Provided text =
Experimental demonstration of kinetic proofreading inherited in ligation-based information replication
Hiroyuki Aoyanagi, Yasuhiro Magi, Shoichi Toyabe
TL;DR
This work demonstrates that templated ligation can inherit kinetic proofreading to achieve high-fidelity information replication in a cascade. Using a simple two-step ligation system on a 74-nt template with 20-nt monomers, the authors observe nonmonotonic intermediate dynamics and a pronounced, length-dependent reduction in error that outperforms chain-growth polymerization under nonequilibrium conditions. A mass-action kinetic model, fitted to experimental data, reveals a discrimination factor $f = (k_L/k_L')( \tilde{k}'_{off} / \tilde{k}_{off} ) > 1$, with large values for the two ligation steps, supporting robust error suppression across cascade stages. The findings suggest a plausible route to high-fidelity replication in prebiotic chemistry and offer strategies for improving fidelity in DNA-based technologies such as storage and genotyping, leveraging nonequilibrium kinetics and hierarchical cascade architectures.

Work required = Reproduce, word for word, the summary above on kinetic proofreading in ligation-based information replication.

Photo-based referring expression data:
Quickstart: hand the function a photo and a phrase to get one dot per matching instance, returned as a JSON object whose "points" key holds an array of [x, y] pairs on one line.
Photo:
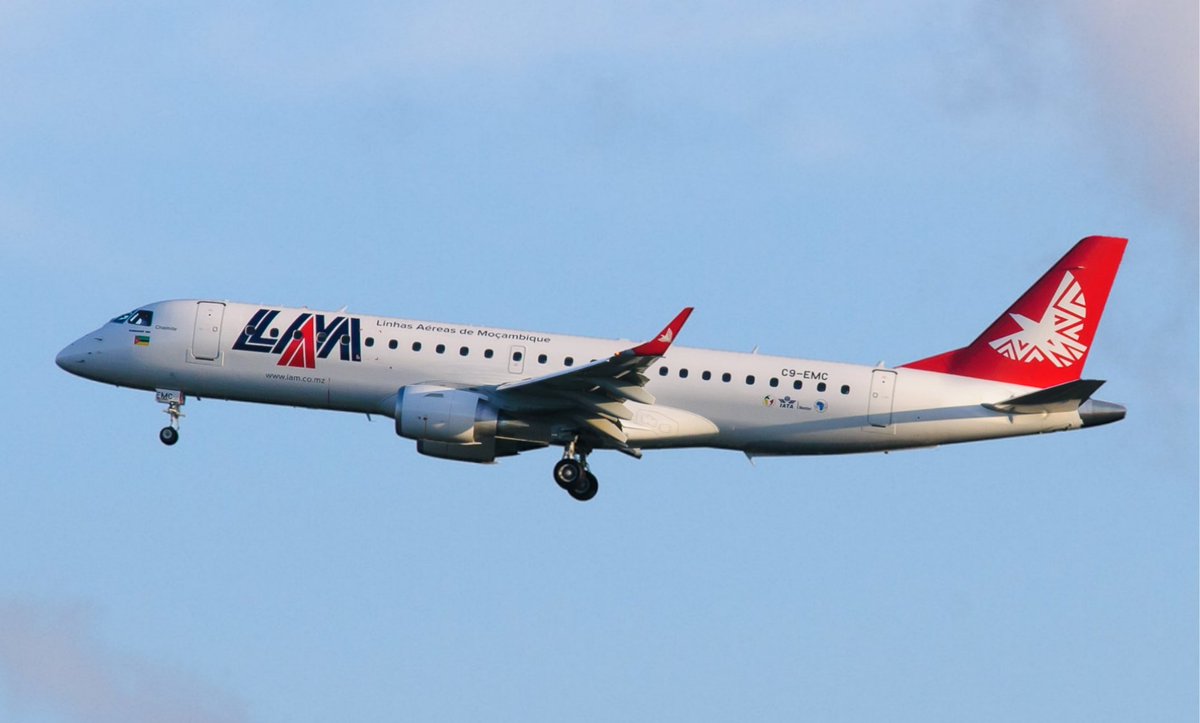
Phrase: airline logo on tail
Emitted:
{"points": [[1055, 338]]}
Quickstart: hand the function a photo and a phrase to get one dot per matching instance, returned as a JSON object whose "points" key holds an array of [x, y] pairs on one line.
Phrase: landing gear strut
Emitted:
{"points": [[573, 474], [174, 401]]}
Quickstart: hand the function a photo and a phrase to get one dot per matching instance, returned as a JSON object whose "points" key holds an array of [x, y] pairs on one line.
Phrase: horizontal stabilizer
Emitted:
{"points": [[1063, 398]]}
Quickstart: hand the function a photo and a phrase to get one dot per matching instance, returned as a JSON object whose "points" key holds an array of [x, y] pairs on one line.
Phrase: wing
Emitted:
{"points": [[593, 395]]}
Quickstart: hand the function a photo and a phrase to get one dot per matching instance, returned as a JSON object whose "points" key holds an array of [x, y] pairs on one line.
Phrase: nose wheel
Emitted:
{"points": [[573, 474], [174, 401]]}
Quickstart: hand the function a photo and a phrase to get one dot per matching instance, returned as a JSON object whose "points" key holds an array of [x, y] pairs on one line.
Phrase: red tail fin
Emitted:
{"points": [[1044, 338]]}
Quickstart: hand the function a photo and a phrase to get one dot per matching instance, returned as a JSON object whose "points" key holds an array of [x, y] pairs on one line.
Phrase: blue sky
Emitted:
{"points": [[844, 180]]}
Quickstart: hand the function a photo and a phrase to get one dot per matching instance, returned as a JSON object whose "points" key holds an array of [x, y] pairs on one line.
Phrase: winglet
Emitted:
{"points": [[661, 342]]}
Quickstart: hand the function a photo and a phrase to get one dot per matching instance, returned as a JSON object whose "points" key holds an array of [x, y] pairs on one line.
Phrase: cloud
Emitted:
{"points": [[51, 659], [1122, 76], [1144, 61]]}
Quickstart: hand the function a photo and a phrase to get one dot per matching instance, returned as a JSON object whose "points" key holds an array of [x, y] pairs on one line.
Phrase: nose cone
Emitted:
{"points": [[70, 358], [81, 357], [1095, 412]]}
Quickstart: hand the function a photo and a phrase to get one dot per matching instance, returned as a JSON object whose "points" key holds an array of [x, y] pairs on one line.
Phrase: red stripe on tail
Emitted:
{"points": [[1044, 338]]}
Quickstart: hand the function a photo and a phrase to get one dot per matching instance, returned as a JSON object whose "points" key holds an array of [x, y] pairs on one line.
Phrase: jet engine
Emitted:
{"points": [[462, 425]]}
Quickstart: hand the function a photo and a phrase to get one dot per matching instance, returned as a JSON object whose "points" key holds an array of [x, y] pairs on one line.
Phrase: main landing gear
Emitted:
{"points": [[174, 401], [573, 474]]}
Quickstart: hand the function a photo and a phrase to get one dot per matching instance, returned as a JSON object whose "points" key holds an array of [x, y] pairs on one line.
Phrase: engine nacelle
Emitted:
{"points": [[432, 413]]}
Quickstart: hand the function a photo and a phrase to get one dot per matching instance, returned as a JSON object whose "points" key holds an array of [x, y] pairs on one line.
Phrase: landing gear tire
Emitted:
{"points": [[586, 488], [568, 473]]}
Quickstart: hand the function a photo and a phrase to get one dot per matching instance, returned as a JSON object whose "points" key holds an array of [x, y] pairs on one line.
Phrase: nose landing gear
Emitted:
{"points": [[573, 474], [174, 401]]}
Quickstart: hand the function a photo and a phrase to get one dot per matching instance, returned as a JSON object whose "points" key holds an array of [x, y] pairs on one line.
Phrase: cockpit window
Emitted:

Expected answer =
Experimental demonstration of kinetic proofreading inherited in ligation-based information replication
Hiroyuki Aoyanagi, Yasuhiro Magi, Shoichi Toyabe
TL;DR
This work demonstrates that templated ligation can inherit kinetic proofreading to achieve high-fidelity information replication in a cascade. Using a simple two-step ligation system on a 74-nt template with 20-nt monomers, the authors observe nonmonotonic intermediate dynamics and a pronounced, length-dependent reduction in error that outperforms chain-growth polymerization under nonequilibrium conditions. A mass-action kinetic model, fitted to experimental data, reveals a discrimination factor $f = (k_L/k_L')( \tilde{k}'_{off} / \tilde{k}_{off} ) > 1$, with large values for the two ligation steps, supporting robust error suppression across cascade stages. The findings suggest a plausible route to high-fidelity replication in prebiotic chemistry and offer strategies for improving fidelity in DNA-based technologies such as storage and genotyping, leveraging nonequilibrium kinetics and hierarchical cascade architectures.